- Genres: Soul, funk
- Years active: 1970s
- Labels: Playboy Records, FTA
- Past members: Lonnell Dantzler Andrew Hardy Finis Henderson David Johnson Bill Leathers

= Weapons of Peace =

1970s American musicians

Weapons of Peace were a five-man music ensemble active in the 1970s. They had three hits from 1976 to 1977 in the R&B Soul charts.

==Background==
Weapons of Peace were originally from Chicago. Lead singer and percussionist Finis Henderson III grew up in Chicago. He was the son of the vice-president of Sammy Davis Enterprises. He was a founding member of the group. In addition to Henderson, the group was made up of Andrew Hardy on guitar and backing vocals, David Johnson on bass and backing vocals), Lonnell Dantzler on keyboards, and Bill Leathers on drums.

Actions to take
A - Return, word for word, the portion of the Weapons of Peace article starting with "1970s American musicians" and going on through "Leathers on drums.".
B - Take the Weapons of Peace article further, picking up after its final sentence.

Object location annotation data
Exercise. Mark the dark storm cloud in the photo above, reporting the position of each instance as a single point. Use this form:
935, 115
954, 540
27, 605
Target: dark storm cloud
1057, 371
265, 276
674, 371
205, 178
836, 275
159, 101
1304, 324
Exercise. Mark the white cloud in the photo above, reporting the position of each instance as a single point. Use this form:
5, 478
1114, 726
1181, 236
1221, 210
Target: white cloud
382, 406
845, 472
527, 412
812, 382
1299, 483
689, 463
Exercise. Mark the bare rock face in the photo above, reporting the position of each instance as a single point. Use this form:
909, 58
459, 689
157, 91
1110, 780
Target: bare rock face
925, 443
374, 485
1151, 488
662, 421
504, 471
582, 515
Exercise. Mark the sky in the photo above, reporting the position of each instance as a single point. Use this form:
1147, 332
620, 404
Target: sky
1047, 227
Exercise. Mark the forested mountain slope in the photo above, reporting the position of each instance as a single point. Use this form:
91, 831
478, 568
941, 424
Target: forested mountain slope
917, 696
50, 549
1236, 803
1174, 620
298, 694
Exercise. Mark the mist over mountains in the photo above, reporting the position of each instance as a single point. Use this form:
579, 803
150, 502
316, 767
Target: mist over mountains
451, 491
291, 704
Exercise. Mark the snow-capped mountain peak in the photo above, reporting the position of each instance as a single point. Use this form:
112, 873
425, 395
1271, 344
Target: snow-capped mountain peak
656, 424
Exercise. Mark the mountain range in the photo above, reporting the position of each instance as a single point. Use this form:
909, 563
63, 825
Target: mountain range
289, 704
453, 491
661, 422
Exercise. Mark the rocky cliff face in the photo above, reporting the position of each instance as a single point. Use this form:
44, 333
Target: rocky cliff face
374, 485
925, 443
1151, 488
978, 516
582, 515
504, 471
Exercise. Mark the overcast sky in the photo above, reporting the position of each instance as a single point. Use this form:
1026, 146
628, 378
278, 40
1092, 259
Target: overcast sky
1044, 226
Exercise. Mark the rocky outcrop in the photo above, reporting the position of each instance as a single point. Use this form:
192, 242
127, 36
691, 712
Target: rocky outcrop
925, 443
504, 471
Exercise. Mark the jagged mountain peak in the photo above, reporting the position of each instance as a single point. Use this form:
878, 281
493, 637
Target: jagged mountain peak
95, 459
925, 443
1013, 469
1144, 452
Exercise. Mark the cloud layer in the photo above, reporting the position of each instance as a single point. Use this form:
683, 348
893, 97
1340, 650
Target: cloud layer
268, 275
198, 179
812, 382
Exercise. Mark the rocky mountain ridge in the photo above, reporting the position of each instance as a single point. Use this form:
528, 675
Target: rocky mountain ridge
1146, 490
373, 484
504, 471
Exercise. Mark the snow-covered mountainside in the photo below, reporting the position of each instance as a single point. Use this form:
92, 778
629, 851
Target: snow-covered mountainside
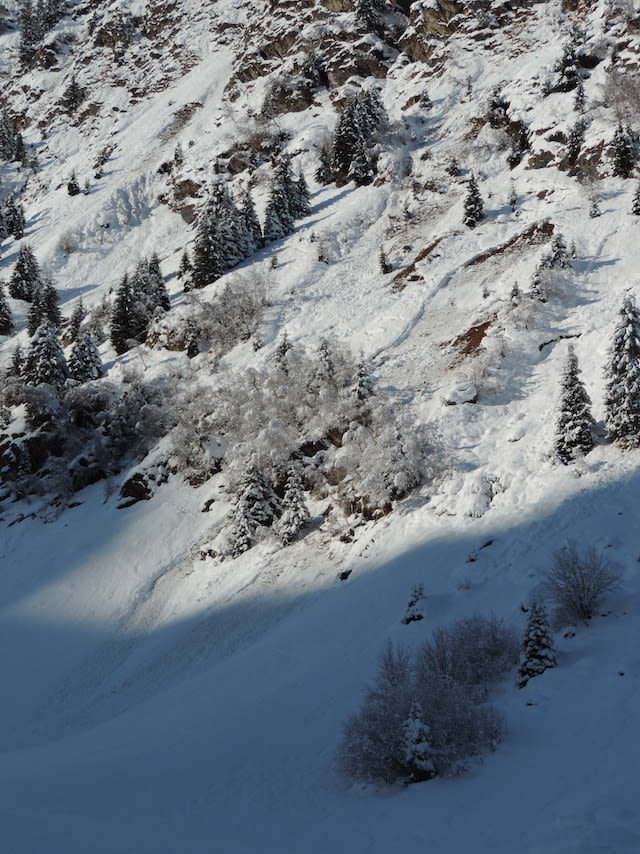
299, 299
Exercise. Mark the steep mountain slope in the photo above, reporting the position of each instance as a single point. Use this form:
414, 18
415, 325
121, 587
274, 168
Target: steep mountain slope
163, 696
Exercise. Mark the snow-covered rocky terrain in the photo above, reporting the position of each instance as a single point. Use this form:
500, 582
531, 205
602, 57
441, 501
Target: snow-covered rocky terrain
166, 687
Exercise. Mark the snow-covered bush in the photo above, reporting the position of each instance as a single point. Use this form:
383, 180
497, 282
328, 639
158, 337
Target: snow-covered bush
577, 582
475, 651
415, 724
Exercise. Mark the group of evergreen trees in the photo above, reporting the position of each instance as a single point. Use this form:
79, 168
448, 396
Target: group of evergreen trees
12, 219
228, 234
11, 142
34, 21
257, 505
137, 299
575, 430
349, 155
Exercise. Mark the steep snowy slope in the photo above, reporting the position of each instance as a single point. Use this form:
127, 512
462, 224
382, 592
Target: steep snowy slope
158, 698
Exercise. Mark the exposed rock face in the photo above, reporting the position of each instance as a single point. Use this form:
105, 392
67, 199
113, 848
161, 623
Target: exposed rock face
429, 24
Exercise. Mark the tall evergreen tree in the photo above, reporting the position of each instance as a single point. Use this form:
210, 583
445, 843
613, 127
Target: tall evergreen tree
124, 318
26, 277
255, 504
295, 512
622, 374
635, 204
419, 754
7, 324
624, 152
575, 426
45, 362
473, 204
84, 361
324, 173
251, 222
538, 647
209, 260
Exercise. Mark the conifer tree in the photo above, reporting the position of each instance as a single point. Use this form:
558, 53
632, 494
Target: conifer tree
13, 218
7, 325
208, 261
622, 374
73, 187
324, 173
295, 512
363, 387
635, 204
299, 202
575, 426
538, 648
26, 277
418, 751
251, 222
624, 152
576, 140
473, 204
362, 168
185, 265
345, 138
84, 361
45, 362
124, 318
255, 504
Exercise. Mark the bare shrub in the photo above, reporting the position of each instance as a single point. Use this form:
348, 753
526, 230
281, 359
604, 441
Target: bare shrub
418, 720
475, 650
577, 582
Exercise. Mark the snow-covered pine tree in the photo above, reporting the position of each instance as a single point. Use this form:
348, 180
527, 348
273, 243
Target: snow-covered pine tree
73, 96
299, 201
124, 324
84, 360
73, 187
362, 168
345, 137
419, 754
473, 204
13, 218
7, 324
75, 321
25, 278
624, 152
184, 268
251, 223
362, 388
575, 427
324, 173
255, 504
45, 362
295, 512
414, 606
575, 140
622, 375
538, 647
29, 34
635, 204
209, 255
278, 221
558, 257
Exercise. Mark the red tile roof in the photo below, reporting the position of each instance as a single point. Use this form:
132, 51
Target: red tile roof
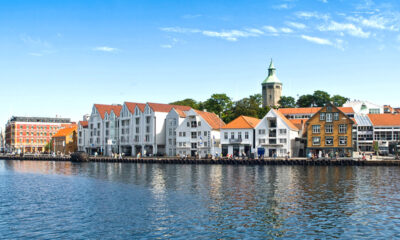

Results of the tasks
A -
1970s American musicians

Weapons of Peace were a five-man music ensemble active in the 1970s. They had three hits from 1976 to 1977 in the R&B Soul charts.

==Background==
Weapons of Peace were originally from Chicago. Lead singer and percussionist Finis Henderson III grew up in Chicago. He was the son of the vice-president of Sammy Davis Enterprises. He was a founding member of the group. In addition to Henderson, the group was made up of Andrew Hardy on guitar and backing vocals, David Johnson on bass and backing vocals), Lonnell Dantzler on keyboards, and Bill Leathers on drums.

B -
==Career==
===1976===
An article about Playboy Records VP Tom Takayoshi, "Takayoshi Sees Double Sales For Playboy" appeared in the 2 October 1976 issue of Record World. The article stated that Takayoshi had outlined the release of six new albums. Each of them would have their own promotion and merchandising campaign. In addition to releases by Hamilton, Joe Frank & Dennison, Mickey Gilley, Wynn Stewart and Greg Kihn, there would be debut albums by Weapons of Peace and Joey Stec. Also in that issue, the progress of the group's single "Just Can't Be That Way (Ruth's Song)" was shown in the Record World 101 - 150 chart where it had moved up from 135 to 133.

The group released their Weapons of Peace album on Playboy PB 413, which was produced by Mark Davis. It was reviewed in the 9 October 1976 issue of Cash Box. The review was very positive, and the reviewer said that the band was very much in the tradition of Earth, Wind and Fire. With their single, "Just Can't Be That Way" making itself known, the reviewer said that any R&B radio outlet would be foolish to pass up on it and AOR outlets would want a piece of it too.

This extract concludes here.